-- Records supplied start --

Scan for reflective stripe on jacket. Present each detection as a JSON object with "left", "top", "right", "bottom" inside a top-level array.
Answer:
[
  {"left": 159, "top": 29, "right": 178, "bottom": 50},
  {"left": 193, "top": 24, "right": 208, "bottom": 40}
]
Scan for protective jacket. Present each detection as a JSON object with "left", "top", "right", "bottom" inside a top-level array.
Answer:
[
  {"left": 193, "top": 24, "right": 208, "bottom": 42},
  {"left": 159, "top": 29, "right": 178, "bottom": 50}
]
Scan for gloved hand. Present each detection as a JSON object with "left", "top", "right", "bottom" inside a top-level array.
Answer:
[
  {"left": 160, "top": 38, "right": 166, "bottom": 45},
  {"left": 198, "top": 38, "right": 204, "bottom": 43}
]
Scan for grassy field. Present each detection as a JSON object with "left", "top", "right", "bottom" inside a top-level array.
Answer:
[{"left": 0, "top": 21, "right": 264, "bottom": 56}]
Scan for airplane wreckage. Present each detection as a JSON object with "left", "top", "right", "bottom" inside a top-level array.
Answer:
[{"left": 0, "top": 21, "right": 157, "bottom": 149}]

-- Records supplied end --
-- Records supplied start --

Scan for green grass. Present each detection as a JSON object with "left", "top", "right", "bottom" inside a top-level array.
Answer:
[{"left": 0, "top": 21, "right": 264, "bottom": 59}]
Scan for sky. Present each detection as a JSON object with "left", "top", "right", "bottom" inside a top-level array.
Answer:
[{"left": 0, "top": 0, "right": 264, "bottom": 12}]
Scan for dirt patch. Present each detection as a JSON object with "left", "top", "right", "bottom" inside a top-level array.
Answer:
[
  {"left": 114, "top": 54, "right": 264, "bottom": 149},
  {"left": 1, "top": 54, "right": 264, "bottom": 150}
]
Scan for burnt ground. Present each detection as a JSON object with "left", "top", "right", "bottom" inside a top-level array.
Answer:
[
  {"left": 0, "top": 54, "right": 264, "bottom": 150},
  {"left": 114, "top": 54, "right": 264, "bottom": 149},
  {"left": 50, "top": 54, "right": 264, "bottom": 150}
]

-- Records supplied end --

*Goal of the exercise*
Copy out every line of the records above that contains the word "jacket". Treat uppercase and lowercase as different.

*The reply*
Scan for reflective stripe on jacket. Present each detection as a JSON object with "left", "top", "right", "bottom" inside a top-level array.
Scan for protective jacket. Present each detection as a JSON object with "left", "top", "right", "bottom" inside a top-level array.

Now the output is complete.